• [Selected excerpt]
==*==

It is quite possible some may misunderstand my following question/predicament, but please understand, I am looking for clarity and understanding. I don't have older brothers or sisters whom I can ask, and while I have spoken directly and openly with my gf, some of these questions/inquiries are not for her to explain.

Anyway, here it goes...

We (my gf and I) communicate openly and understand each other very well, we live together, and are a great team. While we might not be ready today, I have the feeling we are a great couple and marriage is the next step to take in our lives (in the next 12-24 months).

Where we aren't on the exact page is; the chapter about weddings.

I was raised to be frugal, practical, and responsible. My gf has many friends with medium to giant rocks, and had equally extravagant weddings. While my gf isn't demanding or snobbish, I know at some level she wants to have her dream engagement and wedding and her benchmarks are not low, lets say that.

Here is where we diverge in schools of thought. I don't understand wedding rings, or weddings. I would be happy to go to the courthouse and sign a piece of paper and continue on with the fun part, our lives. I can grasp that the man is expected through traditions of chivalry, cultural positioning, family expectations, and historical dowries to be reinterpreted as "the mans role is to offer a ring in genuine proposal".

But everytime I think of spending money on a ring and wedding, all I can think is, "how foolish". I would much rather pay off 10k of her university loans, put a downpayment on a house, or take a memorable trip, than buy an inanimate object. I get even more upset at the false value given to many diamonds. (Thanks Debeer and Tiffanys)

(Reminder, I am not looking to get flamed (and I know this is a touchy subject), but I want to gain more of an understanding and perspectives so I might try to arrive at a place where I am genuinely proposing, not just blindly giving a ring because my friends did or society told me to.)

You might think I am cheap a$$hole after some above comments, and while that is yours to judge, here is some other information about me, I happily and generously buy gifts that have a functional use. I.E. Laptop, Purses, Trips, even shoes.

I just can't come to grips with 5-10k on a ring, and even more on a frivolous party, that has little to do with our lives moving forward.

To me an engagement should be special, on the other hand, why is it one sided and not a team event? (No I don't want a ring from her, but why does a modern man follow such traditions when today a man and woman should participate equally in live and marriage)

The most external perspective I have been able to reach is: "I am the grinch who stole weddings/proposals" I just now need the Who's of Whoville to help me grow my heart and restore Christmas.

I can just imagine your strongly worded responses, and I am sure I will regret posting this, but I really would like perspectives. I want to satisfy my gf's dreams, but not at the cost of practicality and being honest with myself.

Thanks in advance to those who might chime in.

renovation
12-22-2011, 09:07 AM
on the ring just fine a local jeweler thats been around for years.

==*==

• [Task details] Extract the passage of the post about engagement rings and weddings that runs from "I just can't" up to and including "honest with myself.", copied word for word.

• [Records]
==*==

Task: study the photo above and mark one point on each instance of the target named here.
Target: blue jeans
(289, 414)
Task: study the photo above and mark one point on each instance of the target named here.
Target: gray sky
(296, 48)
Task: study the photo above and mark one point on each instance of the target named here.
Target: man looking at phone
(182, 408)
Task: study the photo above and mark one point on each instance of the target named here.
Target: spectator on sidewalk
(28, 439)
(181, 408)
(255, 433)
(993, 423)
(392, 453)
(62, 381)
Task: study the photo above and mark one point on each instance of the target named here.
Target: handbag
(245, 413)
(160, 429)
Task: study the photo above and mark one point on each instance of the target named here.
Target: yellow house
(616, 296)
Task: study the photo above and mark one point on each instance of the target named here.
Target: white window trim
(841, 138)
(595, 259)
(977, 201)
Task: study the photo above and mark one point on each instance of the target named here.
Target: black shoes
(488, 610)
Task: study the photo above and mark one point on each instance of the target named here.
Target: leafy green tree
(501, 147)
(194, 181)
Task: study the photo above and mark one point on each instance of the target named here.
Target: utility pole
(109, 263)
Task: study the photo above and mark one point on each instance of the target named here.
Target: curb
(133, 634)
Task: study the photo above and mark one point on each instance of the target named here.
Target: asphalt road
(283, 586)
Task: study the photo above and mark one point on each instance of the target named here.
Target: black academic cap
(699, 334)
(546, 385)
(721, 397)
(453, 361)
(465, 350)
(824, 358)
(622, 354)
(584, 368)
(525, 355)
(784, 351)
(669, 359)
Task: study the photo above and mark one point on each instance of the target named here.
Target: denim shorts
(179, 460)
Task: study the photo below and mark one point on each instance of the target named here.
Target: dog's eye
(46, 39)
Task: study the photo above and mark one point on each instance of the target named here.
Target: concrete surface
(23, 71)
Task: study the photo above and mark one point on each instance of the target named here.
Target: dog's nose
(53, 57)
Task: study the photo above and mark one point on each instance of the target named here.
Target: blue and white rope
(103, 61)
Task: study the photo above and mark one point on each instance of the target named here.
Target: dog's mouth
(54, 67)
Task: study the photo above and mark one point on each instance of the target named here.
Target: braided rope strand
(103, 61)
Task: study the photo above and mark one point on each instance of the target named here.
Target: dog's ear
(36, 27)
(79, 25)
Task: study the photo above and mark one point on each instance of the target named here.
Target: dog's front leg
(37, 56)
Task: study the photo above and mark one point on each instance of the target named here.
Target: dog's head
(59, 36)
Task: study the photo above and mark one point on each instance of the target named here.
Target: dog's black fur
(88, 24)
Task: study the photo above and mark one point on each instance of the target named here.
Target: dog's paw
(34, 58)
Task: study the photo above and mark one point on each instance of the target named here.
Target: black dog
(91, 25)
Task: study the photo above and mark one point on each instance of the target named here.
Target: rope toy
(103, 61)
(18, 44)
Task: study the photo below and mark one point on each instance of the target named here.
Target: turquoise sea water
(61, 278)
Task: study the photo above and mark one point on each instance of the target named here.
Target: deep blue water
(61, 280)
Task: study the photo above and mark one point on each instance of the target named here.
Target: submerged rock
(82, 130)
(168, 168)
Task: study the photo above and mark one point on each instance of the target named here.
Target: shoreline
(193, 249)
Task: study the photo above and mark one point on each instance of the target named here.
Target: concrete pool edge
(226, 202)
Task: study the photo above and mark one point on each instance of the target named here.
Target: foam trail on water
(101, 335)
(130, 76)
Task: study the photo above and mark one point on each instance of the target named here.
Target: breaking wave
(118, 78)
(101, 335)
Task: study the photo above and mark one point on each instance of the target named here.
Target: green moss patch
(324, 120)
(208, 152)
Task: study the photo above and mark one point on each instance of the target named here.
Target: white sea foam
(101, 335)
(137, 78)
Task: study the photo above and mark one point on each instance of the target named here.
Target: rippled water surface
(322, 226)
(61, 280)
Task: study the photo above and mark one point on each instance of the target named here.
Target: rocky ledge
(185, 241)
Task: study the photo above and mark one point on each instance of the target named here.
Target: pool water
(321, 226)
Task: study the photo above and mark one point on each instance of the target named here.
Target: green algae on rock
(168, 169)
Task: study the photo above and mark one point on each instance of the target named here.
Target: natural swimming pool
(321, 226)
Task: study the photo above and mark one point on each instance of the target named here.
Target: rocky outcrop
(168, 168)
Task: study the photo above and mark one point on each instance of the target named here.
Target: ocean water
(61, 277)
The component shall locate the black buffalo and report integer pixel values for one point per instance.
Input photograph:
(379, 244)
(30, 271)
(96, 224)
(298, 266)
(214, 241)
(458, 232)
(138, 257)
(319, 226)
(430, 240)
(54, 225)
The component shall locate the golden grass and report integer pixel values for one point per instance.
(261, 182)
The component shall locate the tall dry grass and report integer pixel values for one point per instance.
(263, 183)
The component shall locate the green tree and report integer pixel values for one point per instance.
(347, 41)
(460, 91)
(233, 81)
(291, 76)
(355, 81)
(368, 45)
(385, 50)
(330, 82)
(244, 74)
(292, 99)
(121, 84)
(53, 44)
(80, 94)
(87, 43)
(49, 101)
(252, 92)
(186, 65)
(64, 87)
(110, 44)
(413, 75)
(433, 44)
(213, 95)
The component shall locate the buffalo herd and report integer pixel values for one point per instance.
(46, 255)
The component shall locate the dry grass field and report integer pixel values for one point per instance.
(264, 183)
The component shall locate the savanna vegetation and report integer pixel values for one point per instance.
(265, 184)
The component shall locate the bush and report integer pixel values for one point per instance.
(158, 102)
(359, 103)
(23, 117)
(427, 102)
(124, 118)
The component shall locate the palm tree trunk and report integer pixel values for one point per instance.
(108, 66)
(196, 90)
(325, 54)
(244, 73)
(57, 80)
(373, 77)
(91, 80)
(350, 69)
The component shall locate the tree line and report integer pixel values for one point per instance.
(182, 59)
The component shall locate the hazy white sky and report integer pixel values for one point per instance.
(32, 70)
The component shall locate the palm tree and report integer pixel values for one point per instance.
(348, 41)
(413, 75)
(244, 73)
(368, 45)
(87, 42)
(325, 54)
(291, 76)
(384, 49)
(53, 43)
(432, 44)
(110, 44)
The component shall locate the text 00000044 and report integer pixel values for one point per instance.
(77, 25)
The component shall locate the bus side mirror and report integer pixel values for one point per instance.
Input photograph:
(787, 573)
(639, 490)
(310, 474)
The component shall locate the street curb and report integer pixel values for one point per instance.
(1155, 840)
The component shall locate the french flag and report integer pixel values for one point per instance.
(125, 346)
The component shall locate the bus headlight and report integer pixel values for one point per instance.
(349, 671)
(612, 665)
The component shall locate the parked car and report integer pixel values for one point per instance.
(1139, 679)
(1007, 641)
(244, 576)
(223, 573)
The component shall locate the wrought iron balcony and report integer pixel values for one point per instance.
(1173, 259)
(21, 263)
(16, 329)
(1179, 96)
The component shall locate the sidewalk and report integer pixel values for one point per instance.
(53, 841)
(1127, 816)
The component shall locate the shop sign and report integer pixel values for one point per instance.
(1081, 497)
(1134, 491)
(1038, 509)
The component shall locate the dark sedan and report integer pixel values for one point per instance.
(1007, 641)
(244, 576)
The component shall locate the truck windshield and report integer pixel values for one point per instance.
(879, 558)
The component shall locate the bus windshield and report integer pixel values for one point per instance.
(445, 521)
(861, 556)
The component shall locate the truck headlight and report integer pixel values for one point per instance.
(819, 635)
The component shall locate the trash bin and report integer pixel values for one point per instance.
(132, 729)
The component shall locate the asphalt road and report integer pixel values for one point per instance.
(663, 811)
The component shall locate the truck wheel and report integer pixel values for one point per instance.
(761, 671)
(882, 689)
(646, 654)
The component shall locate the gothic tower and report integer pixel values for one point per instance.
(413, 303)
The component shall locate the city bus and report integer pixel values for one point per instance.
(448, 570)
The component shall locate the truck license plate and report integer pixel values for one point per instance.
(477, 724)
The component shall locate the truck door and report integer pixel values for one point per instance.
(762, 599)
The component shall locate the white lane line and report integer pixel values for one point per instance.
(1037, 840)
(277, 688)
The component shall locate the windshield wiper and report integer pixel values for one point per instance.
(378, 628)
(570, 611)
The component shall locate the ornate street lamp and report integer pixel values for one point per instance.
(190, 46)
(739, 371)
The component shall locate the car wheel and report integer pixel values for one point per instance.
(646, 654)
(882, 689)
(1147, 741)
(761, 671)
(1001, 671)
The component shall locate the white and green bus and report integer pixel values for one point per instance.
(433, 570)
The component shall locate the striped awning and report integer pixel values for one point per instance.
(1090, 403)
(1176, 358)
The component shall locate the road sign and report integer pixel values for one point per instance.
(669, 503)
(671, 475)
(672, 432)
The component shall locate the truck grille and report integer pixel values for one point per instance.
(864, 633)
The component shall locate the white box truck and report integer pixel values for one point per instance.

==*==

• [Expected answer]
I just can't come to grips with 5-10k on a ring, and even more on a frivolous party, that has little to do with our lives moving forward.

To me an engagement should be special, on the other hand, why is it one sided and not a team event? (No I don't want a ring from her, but why does a modern man follow such traditions when today a man and woman should participate equally in live and marriage)

The most external perspective I have been able to reach is: "I am the grinch who stole weddings/proposals" I just now need the Who's of Whoville to help me grow my heart and restore Christmas.

I can just imagine your strongly worded responses, and I am sure I will regret posting this, but I really would like perspectives. I want to satisfy my gf's dreams, but not at the cost of practicality and being honest with myself.